YOUR INSTRUCTIONS: Rewrite the entries below, changing every "annotation task" to "labeling job" and leaving everything else the same.

[Entries from a labeling collection]
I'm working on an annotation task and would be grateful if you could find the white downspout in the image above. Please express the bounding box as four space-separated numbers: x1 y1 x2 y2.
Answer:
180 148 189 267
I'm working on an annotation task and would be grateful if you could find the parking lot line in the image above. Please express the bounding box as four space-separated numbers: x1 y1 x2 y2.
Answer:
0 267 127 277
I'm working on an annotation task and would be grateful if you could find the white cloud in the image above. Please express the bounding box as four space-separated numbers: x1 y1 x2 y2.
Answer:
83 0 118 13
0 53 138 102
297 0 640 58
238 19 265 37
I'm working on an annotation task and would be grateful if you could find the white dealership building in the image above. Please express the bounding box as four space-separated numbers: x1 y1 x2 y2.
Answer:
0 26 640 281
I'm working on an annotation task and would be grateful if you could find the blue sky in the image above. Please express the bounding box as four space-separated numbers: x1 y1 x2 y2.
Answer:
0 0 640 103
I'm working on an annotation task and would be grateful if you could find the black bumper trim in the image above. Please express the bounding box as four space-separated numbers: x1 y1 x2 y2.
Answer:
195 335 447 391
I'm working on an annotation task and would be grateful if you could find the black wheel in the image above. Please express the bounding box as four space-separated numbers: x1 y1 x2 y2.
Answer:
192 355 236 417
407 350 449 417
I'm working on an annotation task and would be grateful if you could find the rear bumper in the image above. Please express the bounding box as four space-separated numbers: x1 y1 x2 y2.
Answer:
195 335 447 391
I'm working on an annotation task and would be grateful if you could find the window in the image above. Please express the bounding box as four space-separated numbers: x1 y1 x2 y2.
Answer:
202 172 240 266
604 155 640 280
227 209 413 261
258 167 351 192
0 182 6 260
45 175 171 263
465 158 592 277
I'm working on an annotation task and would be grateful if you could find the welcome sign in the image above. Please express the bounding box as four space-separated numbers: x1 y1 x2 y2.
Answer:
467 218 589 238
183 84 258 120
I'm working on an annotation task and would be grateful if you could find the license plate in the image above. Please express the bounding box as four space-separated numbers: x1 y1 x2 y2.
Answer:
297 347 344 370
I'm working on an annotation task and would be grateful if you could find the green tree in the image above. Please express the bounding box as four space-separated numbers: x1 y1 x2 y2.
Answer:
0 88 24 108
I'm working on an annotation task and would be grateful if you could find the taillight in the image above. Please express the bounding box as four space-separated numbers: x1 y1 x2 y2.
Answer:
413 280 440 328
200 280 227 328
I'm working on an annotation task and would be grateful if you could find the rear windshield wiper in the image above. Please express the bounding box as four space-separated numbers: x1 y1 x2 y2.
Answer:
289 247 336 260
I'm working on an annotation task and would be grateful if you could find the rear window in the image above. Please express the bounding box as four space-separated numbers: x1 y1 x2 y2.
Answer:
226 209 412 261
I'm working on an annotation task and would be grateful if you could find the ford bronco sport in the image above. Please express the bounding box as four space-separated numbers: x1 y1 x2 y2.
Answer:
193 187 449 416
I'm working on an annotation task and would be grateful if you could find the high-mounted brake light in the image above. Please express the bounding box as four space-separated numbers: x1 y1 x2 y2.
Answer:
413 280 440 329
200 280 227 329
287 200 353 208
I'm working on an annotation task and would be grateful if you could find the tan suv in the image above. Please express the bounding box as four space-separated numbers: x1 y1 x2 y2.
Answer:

THE RESULT:
I'm working on an labeling job and would be grateful if you could find the white downspout in the image above. Please express the bounding box as four space-separated numbers: x1 y1 x2 y2.
Answer:
180 148 189 267
I'm working on an labeling job and would be grateful if you could find the parking lot line in the image above. Please express the bounding box as four space-separated numbers: x1 y1 x2 y2.
Answer:
0 267 127 277
I'm working on an labeling job and would be grateful if you could find the white cloud in the image above. Please express the bounding box as four space-separated numbers: x1 y1 x2 y2.
Answer:
83 0 118 13
0 53 138 102
297 0 640 58
238 19 265 37
I'm working on an labeling job and would be grateful if you could find the white dealership building in the image above. Please express the bounding box as four space-separated numbers: x1 y1 x2 y2.
Answer:
0 26 640 281
I'm working on an labeling job and would be grateful if you could find the blue sky in the image above. Please express the bounding box as four space-separated numbers: x1 y1 x2 y2.
Answer:
0 0 640 103
I'm working on an labeling job and would be grateful if you could find the black bumper trim in the image above. Please express the bounding box as four space-separated numbers: x1 y1 x2 y2.
Answer:
195 335 447 391
I'm working on an labeling job and would be grateful if you could find the black wheel in the image above. Please express the bounding box as four space-separated numbers: x1 y1 x2 y2.
Answer:
192 355 236 417
407 350 449 417
I'm working on an labeling job and would be grateful if you could find the rear bumper in the image above. Please express the bounding box as four space-separated numbers: x1 y1 x2 y2.
Answer:
195 335 447 391
I'm working on an labeling job and would be grateful if you could find the window in the image above. Please express the bounding box as four space-separated numbers: x1 y1 x2 y2.
Answer:
202 172 240 266
604 155 640 280
227 209 413 261
258 167 351 192
0 182 6 260
45 175 171 263
465 158 592 277
I'm working on an labeling job and would be grateful if you could find the welcome sign in the image above. Please express the bounding box as four space-separated numbers: x1 y1 x2 y2.
Answer:
467 218 589 238
183 84 258 120
I'm working on an labeling job and would be grateful if you could find the license plate in the image above. Please express the bounding box as four space-separated numbers: x1 y1 x2 y2.
Answer:
297 347 344 370
I'm working on an labeling job and would be grateful if you could find the green tree in the image above. Please express the bounding box as four space-separated numbers: x1 y1 x2 y2.
Answer:
0 88 24 108
I'm working on an labeling job and would be grateful if you could find the taillight in the image above. Please express the bounding box as four space-separated numbers: x1 y1 x2 y2.
Answer:
413 280 440 328
200 280 227 328
I'm working on an labeling job and would be grateful if you could find the rear windshield wiper in the image above. Please express the bounding box as four space-separated numbers: x1 y1 x2 y2.
Answer:
289 247 336 260
I'm working on an labeling job and would be grateful if you could find the rear window in the image above. Please express the bounding box as four space-separated numbers: x1 y1 x2 y2.
Answer:
226 209 412 261
I'm working on an labeling job and would be grateful if you could find the ford bronco sport in the image above. Please express the bounding box as four space-separated numbers: x1 y1 x2 y2.
Answer:
193 187 449 416
I'm working on an labeling job and would be grateful if you could find the high-mounted brake light in the image above. Please express the bounding box as four space-separated numbers: x1 y1 x2 y2.
Answer:
413 280 440 329
200 280 227 329
287 200 353 208
I'm working on an labeling job and would be grateful if you could find the tan suv in the image above. Please express the bounding box as four space-separated numbers: x1 y1 x2 y2.
Answer:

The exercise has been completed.